Análise: O Tempo do Cão

O Tempo do Cão, de Ondjaki e António Jorge Gonçalves - Editorial Caminho

O Tempo do Cão, de Ondjaki e António Jorge Gonçalves - Editorial Caminho
O Tempo do Cão, de Ondjaki e António Jorge Gonçalves

Foi há poucas semanas que António Jorge Gonçalves - um nome grande da banda desenhada e ilustração portuguesa, com a sua obra mais marcante, quiçá, a ser a Trilogia Filipe Seems - nos fez chegar o seu mais recente livro, intitulado O Tempo do Cão, em que faz parceria com o escritor angolano Ondjaki. 

E embora seja apresentado pela editora Caminho enquanto "novela gráfica", este pequeno livro de bolso está mais perto de ser um híbrido entre a poesia - ou a prosa poética - e a ilustração. Com alguns bons momentos, é certo, e com uma premissa com bastante potencial, o livro apresenta-se de tal forma abstrato que a sua leitura - quer na componente textual, quer na componente imagética - se torna difícil , chegando à exasperação em vários momentos.

A história até parte de um facto verídico e histórico bastante interessante. Entre as várias lutas travadas pelo célebre Che Guevara, uma delas foi no Congo, onde o revolucionário argentino ajudou os independentistas congoleses a lutarem pela sua libertação do regime opressivo que controlava as lides do país. Particularmente, rezam os relatos, quando Che Guevara esteve junto ao lago Tanganica, um cão vagabundo apareceu do nada e caiu nas boas graças de Che Guevara que prontamente o adoptou. Ora, é a partir daí, desse relacionamento entre homem e cão, que Ondkaji parte para uma narrativa curiosa e interessante, que tinha tudo para agradar a um vasto número de gente.

O Tempo do Cão, de Ondjaki e António Jorge Gonçalves - Editorial Caminho
Infelizmente, O Tempo do Cão é um livro que, tentando aventurar-se por um terreno filosófico e alegórico interessante, com a narrativa a dar voz ao discurso de Che Guevara e do cão em simultâneo, acaba por se perder na sua própria ambição. A proposta de associar a figura de Che Guevara a um cão – símbolo de fidelidade, revolução e instinto – poderia render à obra uma narrativa instigante, mas, ao longo das páginas, o que se vê é um texto que tropeça na sua própria complexidade e se torna excessivamente abstrato, sem oferecer ao leitor um fio condutor suficientemente claro. Há momentos em que a narrativa parece mais uma colagem de ideias soltas do que uma história coesa.

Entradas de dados

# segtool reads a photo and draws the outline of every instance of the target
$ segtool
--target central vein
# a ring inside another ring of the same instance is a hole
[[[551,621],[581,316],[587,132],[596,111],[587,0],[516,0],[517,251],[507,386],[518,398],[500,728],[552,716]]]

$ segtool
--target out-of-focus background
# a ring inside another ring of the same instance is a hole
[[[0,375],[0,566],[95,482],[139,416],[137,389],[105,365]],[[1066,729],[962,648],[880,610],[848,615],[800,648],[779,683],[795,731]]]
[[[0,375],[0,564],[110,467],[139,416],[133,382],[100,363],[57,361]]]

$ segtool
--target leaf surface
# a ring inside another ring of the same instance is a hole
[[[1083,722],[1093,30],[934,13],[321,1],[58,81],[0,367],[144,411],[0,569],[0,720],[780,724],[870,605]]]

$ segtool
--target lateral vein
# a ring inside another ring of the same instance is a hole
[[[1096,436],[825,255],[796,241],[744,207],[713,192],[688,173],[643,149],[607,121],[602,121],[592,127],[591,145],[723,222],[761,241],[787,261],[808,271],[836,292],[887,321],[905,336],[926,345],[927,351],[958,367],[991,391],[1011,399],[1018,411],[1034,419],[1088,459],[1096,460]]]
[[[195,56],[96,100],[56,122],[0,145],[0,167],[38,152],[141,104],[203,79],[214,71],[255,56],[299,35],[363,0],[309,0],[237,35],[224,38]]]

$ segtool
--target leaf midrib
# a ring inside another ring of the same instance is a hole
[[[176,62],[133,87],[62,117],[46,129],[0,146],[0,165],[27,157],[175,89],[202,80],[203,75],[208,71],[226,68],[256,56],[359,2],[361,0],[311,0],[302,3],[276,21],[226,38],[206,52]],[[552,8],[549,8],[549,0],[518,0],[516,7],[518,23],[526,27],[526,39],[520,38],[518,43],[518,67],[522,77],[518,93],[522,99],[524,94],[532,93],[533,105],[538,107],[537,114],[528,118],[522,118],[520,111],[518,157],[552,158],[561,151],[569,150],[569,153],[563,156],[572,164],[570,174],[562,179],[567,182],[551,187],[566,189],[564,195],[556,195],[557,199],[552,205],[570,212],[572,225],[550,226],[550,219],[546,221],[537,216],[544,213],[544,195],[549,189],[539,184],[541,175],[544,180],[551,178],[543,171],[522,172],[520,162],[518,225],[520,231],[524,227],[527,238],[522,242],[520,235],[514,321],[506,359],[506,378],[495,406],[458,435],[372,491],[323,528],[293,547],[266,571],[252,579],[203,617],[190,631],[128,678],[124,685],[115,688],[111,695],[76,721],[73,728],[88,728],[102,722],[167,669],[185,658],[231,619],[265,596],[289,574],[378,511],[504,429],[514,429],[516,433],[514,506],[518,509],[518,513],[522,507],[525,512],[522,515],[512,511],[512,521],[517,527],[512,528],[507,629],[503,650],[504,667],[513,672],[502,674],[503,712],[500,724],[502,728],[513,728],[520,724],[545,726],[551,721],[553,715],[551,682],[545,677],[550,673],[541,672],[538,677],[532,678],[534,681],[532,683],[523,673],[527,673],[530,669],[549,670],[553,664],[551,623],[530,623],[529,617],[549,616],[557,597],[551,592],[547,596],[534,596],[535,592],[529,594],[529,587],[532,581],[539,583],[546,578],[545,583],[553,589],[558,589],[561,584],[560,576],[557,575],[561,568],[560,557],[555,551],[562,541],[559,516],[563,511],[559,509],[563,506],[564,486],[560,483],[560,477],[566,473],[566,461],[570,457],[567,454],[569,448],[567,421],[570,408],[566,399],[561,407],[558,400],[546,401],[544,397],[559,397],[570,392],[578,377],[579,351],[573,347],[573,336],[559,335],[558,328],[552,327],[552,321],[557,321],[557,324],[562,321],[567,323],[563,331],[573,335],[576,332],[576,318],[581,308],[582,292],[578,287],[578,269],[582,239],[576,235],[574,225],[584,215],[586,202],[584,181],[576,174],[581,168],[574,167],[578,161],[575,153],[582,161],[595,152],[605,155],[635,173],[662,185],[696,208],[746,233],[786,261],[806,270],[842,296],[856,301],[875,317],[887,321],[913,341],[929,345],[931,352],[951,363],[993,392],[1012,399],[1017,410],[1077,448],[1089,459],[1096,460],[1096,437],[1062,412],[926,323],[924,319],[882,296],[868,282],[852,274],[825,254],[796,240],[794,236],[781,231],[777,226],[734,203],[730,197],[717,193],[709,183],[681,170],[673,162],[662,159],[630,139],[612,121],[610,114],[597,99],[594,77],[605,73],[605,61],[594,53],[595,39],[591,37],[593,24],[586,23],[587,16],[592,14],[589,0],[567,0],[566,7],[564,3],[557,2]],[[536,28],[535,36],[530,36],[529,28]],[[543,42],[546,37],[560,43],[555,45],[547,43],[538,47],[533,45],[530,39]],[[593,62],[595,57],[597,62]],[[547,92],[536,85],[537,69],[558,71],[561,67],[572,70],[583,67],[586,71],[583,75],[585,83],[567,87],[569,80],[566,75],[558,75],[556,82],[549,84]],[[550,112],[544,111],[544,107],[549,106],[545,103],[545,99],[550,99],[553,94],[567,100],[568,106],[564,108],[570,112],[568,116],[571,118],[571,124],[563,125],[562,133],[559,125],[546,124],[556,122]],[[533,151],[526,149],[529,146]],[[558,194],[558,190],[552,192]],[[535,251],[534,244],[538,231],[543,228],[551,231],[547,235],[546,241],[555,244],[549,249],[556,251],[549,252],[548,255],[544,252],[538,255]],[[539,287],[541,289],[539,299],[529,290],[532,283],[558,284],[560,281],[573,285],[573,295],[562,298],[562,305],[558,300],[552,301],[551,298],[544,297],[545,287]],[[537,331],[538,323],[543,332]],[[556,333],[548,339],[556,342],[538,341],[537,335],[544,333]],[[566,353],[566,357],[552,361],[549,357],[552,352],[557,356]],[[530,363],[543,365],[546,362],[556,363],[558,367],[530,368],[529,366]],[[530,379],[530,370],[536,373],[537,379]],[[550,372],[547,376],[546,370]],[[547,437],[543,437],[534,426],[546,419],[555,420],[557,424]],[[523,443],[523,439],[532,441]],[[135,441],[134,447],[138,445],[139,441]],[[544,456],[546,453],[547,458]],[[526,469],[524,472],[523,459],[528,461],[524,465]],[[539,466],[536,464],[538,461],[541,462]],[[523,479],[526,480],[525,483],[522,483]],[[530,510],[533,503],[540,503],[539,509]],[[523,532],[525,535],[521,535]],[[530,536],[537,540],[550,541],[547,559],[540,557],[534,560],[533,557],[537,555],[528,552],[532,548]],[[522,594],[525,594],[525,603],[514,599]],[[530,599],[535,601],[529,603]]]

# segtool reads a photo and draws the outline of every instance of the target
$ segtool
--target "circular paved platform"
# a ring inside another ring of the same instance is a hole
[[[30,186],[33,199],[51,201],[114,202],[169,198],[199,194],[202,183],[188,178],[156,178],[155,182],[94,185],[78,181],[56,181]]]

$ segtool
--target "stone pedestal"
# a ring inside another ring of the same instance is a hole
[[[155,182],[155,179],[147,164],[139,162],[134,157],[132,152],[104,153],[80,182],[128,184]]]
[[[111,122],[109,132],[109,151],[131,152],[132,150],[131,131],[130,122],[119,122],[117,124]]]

- Objetivo A: Por favor, reproduza da crítica ao livro O Tempo do Cão tudo o que vai de "Foi há poucas" até "em vários momentos.", sem alterar nada.
- Objetivo B: Dê seguimento à crítica ao livro O Tempo do Cão a partir do ponto em que o texto termina.

- Resultado do exercício A:
Foi há poucas semanas que António Jorge Gonçalves - um nome grande da banda desenhada e ilustração portuguesa, com a sua obra mais marcante, quiçá, a ser a Trilogia Filipe Seems - nos fez chegar o seu mais recente livro, intitulado O Tempo do Cão, em que faz parceria com o escritor angolano Ondjaki. 

E embora seja apresentado pela editora Caminho enquanto "novela gráfica", este pequeno livro de bolso está mais perto de ser um híbrido entre a poesia - ou a prosa poética - e a ilustração. Com alguns bons momentos, é certo, e com uma premissa com bastante potencial, o livro apresenta-se de tal forma abstrato que a sua leitura - quer na componente textual, quer na componente imagética - se torna difícil , chegando à exasperação em vários momentos.

- Resultado do exercício B:
Com efeito, a relação entre Che Guevara e o cão, que poderia ser um dos elementos mais interessantes da obra, acaba por se diluir num texto que se recusa a estabelecer qualquer linearidade. A figura revolucionária de Che Guevara perde-se num labirinto de abstrações, tornando-se um mero conceito vago em vez de uma presença forte e significativa, que nos possibilite uma nova camada de interpretação sobre a mítica figura histórica. Está-se sempre à espera de chegar a algo grandioso que, lamentavelmente, acaba por nunca chegar.

Para tal, as ilustrações de António Jorge Gonçalves também não contribuem positivamente, diga-se em abono da verdade. Feitos com tinta branca sobre páginas de cor azul, relembrando os desenhos arcaicos a corretor que os adolescentes do meu tempo faziam nos muros da escola secundária, os desenhos do autor seguem a mesma linha do texto: um abstracionismo que, em vez de ampliar o impacto da narrativa, torna a experiência ainda mais hermética. 

O Tempo do Cão, de Ondjaki e António Jorge Gonçalves - Editorial Caminho
Há alguns momentos de beleza visual, onde as formas sugerem atmosferas oníricas e instigantes - gostei especialmente do "cão-homem" ou do "homem-cão" - mas, no geral, a escolha estilística contribui pouco para a compreensão da obra. São vários os exemplos em que não se percebe, sequer, o que representa determinada ilustração. Em vez de dialogar com o conteúdo de maneira mais clara, as imagens parecem apenas uma divagação artística, reforçando a sensação de que o livro se preocupa mais com a sua estética autoral do que com a comunicação efetiva com o leitor. É legítimo, claro(!), que um autor faça aquilo que lhe dá prazer. Mas a consequência disso - e igualmente legítima - é que a obra se torne de alcance diminuto. Como é o caso.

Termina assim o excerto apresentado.